- EXERCISE BRIEF
Can you copy everything in the data below, from the line containing "indicate the black hat" down to the last line, with every line unchanged?

Extracted data entries
** begin **
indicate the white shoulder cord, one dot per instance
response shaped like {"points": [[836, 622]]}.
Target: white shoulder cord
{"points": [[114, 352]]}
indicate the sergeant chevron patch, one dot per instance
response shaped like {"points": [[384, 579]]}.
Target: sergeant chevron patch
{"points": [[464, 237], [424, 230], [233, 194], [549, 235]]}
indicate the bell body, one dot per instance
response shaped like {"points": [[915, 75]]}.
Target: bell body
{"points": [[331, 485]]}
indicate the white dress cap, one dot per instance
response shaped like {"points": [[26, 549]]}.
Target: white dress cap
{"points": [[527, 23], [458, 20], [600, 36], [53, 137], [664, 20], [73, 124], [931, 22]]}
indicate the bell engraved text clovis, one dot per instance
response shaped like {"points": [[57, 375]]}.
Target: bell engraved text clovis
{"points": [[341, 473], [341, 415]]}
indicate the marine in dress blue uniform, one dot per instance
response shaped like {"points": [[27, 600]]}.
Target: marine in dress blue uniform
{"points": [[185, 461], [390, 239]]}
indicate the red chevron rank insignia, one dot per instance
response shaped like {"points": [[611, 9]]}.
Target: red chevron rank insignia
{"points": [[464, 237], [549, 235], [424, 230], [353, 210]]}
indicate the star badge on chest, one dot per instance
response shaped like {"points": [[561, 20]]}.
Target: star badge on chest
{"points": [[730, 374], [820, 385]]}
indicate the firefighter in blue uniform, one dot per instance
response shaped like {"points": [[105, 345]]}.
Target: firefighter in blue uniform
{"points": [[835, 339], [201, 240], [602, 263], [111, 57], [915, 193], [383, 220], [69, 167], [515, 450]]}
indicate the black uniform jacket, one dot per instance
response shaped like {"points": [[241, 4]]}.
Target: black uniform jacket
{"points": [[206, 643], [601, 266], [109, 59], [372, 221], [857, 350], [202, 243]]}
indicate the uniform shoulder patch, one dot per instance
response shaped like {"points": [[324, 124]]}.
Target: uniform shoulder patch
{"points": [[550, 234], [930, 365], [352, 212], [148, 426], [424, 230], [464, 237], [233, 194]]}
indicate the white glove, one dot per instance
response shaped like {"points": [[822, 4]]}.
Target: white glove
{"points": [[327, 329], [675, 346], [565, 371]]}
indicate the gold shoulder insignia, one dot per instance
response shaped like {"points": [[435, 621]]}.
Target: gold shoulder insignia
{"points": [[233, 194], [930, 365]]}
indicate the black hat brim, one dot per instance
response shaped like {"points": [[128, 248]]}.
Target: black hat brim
** end **
- TASK RESULT
indicate the black hat brim, one dot per instance
response shaped like {"points": [[128, 248]]}.
Target: black hat brim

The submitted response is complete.